-- PAGE EXTRACT --
Wired

 View Only
last person joined: yesterday 

Expand all | Collapse all

VSX routed keep alive design learnings

This thread has been viewed 16 times
  • 1.  VSX routed keep alive design learnings

    Posted Jun 15, 2023 06:59 PM

    I've recently had to lab up a new VSX design with routed VSX keep alives. This was on the 8360 using 10.10 OS. The documentation for this setup was very sparse with only Appendix D in the 2020 1.3 version of the 'VSX Configuration Best Practices for Aruba CX' making mention of it but missing out a few key considerations. It took me a few days to figure out how to set it up correctly so that it didn't suffer from extended user traffic outages under certain failure conditions.

[Shape-labeling records]
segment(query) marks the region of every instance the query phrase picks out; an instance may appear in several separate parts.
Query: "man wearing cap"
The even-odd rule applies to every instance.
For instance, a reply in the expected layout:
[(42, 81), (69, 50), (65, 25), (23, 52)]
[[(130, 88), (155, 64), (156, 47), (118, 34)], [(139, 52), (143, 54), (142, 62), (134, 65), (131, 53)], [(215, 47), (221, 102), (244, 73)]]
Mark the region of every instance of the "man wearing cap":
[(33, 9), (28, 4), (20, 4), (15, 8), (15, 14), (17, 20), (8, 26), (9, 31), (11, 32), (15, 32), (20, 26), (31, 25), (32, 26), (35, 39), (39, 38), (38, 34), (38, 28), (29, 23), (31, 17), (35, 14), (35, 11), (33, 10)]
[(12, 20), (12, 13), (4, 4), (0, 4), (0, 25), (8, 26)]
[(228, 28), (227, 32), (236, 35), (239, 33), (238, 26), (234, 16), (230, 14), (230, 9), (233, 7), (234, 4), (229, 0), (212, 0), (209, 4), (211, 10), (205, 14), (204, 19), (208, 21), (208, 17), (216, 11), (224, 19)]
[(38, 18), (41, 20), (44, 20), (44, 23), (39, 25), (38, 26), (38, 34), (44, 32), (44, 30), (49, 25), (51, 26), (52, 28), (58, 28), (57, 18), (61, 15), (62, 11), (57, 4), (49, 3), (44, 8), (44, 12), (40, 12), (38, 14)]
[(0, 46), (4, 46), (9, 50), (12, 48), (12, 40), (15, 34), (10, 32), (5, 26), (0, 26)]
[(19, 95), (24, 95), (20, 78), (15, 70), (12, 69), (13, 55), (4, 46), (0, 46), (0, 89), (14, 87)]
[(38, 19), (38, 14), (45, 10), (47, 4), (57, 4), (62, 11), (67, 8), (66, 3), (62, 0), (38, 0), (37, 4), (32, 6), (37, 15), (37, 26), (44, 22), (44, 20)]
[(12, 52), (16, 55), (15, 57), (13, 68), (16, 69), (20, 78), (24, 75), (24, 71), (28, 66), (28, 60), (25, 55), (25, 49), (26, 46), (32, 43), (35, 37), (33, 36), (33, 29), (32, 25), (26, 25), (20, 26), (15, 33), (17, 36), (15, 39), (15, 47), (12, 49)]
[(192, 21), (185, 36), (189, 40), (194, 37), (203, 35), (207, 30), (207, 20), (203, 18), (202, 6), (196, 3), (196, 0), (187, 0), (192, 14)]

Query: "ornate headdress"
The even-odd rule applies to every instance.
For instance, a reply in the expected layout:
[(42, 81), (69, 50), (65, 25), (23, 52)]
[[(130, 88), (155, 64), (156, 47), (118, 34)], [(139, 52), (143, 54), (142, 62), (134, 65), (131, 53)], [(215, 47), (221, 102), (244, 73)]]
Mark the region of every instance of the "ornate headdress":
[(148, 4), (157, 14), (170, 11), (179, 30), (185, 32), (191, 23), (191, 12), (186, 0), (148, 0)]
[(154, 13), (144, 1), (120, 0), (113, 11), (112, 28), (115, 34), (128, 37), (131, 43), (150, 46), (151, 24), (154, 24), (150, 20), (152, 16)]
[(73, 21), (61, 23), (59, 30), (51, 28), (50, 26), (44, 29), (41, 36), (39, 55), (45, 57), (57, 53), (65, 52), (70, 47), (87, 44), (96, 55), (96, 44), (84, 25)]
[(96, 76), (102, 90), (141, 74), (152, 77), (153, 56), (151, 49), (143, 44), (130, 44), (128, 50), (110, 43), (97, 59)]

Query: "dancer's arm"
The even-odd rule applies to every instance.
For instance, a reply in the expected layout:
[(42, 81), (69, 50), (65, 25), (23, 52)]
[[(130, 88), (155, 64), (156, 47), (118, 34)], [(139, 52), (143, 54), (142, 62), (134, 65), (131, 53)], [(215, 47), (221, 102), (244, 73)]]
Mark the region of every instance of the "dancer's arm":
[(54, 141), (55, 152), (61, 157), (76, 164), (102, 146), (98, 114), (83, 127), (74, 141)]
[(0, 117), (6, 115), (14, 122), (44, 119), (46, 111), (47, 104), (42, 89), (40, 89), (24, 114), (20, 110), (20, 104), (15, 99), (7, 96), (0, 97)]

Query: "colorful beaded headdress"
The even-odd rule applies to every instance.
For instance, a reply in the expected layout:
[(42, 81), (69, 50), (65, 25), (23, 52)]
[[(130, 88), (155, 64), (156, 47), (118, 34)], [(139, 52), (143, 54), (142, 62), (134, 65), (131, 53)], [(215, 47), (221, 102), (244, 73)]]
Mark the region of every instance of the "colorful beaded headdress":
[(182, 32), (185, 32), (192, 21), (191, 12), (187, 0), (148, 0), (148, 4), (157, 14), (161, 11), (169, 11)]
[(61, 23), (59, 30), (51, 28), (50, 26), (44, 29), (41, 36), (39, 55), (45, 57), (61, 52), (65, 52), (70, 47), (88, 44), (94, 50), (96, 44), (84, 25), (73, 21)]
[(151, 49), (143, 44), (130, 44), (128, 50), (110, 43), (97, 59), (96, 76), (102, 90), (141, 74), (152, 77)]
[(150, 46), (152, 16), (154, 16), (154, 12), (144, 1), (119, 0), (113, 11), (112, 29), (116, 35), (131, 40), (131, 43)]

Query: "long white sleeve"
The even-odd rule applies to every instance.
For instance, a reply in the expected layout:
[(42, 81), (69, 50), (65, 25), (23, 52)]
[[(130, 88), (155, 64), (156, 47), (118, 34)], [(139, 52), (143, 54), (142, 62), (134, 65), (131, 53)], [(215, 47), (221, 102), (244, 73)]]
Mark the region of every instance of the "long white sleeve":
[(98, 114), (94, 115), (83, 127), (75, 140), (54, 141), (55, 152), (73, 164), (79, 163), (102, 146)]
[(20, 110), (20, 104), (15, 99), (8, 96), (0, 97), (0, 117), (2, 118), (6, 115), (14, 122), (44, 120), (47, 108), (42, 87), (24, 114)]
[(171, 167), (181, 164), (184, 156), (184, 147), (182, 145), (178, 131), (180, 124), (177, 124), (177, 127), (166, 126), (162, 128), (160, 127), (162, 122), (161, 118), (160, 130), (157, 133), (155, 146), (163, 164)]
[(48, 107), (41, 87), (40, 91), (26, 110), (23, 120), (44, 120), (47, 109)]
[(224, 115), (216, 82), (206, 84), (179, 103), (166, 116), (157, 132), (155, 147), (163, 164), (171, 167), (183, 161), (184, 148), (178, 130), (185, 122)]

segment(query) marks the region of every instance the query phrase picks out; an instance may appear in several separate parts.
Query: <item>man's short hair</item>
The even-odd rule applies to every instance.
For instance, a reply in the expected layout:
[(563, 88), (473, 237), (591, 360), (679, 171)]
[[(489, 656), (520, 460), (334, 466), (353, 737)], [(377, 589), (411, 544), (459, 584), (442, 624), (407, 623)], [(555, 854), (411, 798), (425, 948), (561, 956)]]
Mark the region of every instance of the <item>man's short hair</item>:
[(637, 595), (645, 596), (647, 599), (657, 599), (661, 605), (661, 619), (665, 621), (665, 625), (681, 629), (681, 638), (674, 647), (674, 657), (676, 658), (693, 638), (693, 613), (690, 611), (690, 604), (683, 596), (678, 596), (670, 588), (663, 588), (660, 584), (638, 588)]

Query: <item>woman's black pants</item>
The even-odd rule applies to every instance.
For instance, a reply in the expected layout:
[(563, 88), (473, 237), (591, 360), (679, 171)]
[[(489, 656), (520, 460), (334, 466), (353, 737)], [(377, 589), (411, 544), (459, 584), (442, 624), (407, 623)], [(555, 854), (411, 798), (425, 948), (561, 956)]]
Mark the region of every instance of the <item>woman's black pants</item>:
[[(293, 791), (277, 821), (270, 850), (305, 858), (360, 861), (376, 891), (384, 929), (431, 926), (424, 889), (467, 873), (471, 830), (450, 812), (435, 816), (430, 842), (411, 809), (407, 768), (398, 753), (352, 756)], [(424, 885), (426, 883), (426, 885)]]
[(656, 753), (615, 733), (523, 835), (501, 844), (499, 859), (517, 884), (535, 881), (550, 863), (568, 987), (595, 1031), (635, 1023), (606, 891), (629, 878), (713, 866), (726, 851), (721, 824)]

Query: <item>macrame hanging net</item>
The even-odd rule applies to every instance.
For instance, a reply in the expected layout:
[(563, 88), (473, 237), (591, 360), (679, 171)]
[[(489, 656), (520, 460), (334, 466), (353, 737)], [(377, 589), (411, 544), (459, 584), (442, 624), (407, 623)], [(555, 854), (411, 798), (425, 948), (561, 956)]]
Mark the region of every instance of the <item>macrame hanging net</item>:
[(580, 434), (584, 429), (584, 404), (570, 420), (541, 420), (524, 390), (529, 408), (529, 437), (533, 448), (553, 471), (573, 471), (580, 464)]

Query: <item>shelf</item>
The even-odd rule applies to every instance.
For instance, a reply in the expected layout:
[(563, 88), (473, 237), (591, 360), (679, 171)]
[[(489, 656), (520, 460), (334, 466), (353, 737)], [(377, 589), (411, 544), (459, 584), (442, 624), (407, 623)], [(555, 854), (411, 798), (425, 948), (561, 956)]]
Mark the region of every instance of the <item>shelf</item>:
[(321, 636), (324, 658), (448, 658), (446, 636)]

-- PARTS OF THE EXERCISE --
[a] Write out the part of the VSX keep alive thread from "Posted Jun 15, 2023" up to and including "certain failure conditions.".
[b] Please repeat the records word for word, from their start up to and including the line with "25), (8, 26)]".

-- RESPONSES BY TASK --
[a]
Posted Jun 15, 2023 06:59 PM

    I've recently had to lab up a new VSX design with routed VSX keep alives. This was on the 8360 using 10.10 OS. The documentation for this setup was very sparse with only Appendix D in the 2020 1.3 version of the 'VSX Configuration Best Practices for Aruba CX' making mention of it but missing out a few key considerations. It took me a few days to figure out how to set it up correctly so that it didn't suffer from extended user traffic outages under certain failure conditions.

[b]
segment(query) marks the region of every instance the query phrase picks out; an instance may appear in several separate parts.
Query: "man wearing cap"
The even-odd rule applies to every instance.
For instance, a reply in the expected layout:
[(42, 81), (69, 50), (65, 25), (23, 52)]
[[(130, 88), (155, 64), (156, 47), (118, 34)], [(139, 52), (143, 54), (142, 62), (134, 65), (131, 53)], [(215, 47), (221, 102), (244, 73)]]
Mark the region of every instance of the "man wearing cap":
[(33, 9), (28, 4), (20, 4), (15, 8), (15, 14), (17, 20), (8, 26), (9, 31), (11, 32), (15, 32), (20, 26), (31, 25), (32, 26), (35, 39), (39, 38), (38, 34), (38, 28), (29, 23), (31, 17), (35, 14), (35, 11), (33, 10)]
[(12, 20), (12, 13), (4, 4), (0, 4), (0, 25), (8, 26)]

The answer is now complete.